▸ **Dataset entries**:

· · ·

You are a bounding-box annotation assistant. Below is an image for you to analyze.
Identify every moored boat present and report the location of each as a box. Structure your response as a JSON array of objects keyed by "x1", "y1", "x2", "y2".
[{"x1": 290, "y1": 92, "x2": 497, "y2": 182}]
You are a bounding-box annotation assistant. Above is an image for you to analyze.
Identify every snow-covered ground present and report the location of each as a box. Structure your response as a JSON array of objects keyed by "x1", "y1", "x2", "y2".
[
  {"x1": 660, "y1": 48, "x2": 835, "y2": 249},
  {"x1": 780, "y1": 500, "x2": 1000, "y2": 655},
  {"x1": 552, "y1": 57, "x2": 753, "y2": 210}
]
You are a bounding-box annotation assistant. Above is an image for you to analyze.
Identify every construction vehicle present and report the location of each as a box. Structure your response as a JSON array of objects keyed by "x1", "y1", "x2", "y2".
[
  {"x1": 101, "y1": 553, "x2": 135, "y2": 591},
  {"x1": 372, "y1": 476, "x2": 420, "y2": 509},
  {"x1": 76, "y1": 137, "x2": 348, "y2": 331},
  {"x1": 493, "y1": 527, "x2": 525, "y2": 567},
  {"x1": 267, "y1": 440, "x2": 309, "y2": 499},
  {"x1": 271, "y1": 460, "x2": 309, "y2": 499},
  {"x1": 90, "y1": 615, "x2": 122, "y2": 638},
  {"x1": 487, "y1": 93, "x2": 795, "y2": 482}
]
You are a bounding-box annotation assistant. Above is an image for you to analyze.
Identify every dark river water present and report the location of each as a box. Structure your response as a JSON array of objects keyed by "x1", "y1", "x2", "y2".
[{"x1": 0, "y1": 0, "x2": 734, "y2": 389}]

· · ·

Reproduce the entire listing above word for word, keeping every line as it appears.

You are a bounding-box annotation assistant. Below is an image for you to analyze.
Identify every moored boat present and report the location of each as a box. Structure your response as a JSON array of objects keyed by "x1", "y1", "x2", "y2".
[{"x1": 290, "y1": 92, "x2": 497, "y2": 182}]
You are a bounding-box annotation assistant. Above is an image for you to analyze.
Identify every snow-covered ground present and report the location of each as a box. Structure your response as a JSON array of objects keyed by "x1", "y1", "x2", "y2".
[
  {"x1": 660, "y1": 48, "x2": 835, "y2": 249},
  {"x1": 780, "y1": 500, "x2": 1000, "y2": 655},
  {"x1": 552, "y1": 57, "x2": 753, "y2": 210}
]
You are a bounding-box annotation assistant. Above is an image for you to analyze.
Identify every construction vehicle present and report the location of each as a box. Structure your response as a JSON array of objects keyed by "x1", "y1", "x2", "y2".
[
  {"x1": 101, "y1": 553, "x2": 135, "y2": 591},
  {"x1": 372, "y1": 476, "x2": 420, "y2": 509},
  {"x1": 76, "y1": 137, "x2": 348, "y2": 331},
  {"x1": 493, "y1": 527, "x2": 525, "y2": 567},
  {"x1": 267, "y1": 440, "x2": 309, "y2": 499},
  {"x1": 271, "y1": 460, "x2": 309, "y2": 499},
  {"x1": 90, "y1": 615, "x2": 122, "y2": 638},
  {"x1": 487, "y1": 93, "x2": 795, "y2": 482}
]
You are a bounding-box annotation assistant. Above is an image for you to analyze.
Identify every dark river water present and report the location of each as a box. Structure your response as a JSON array of objects keyed by "x1", "y1", "x2", "y2".
[{"x1": 0, "y1": 0, "x2": 734, "y2": 389}]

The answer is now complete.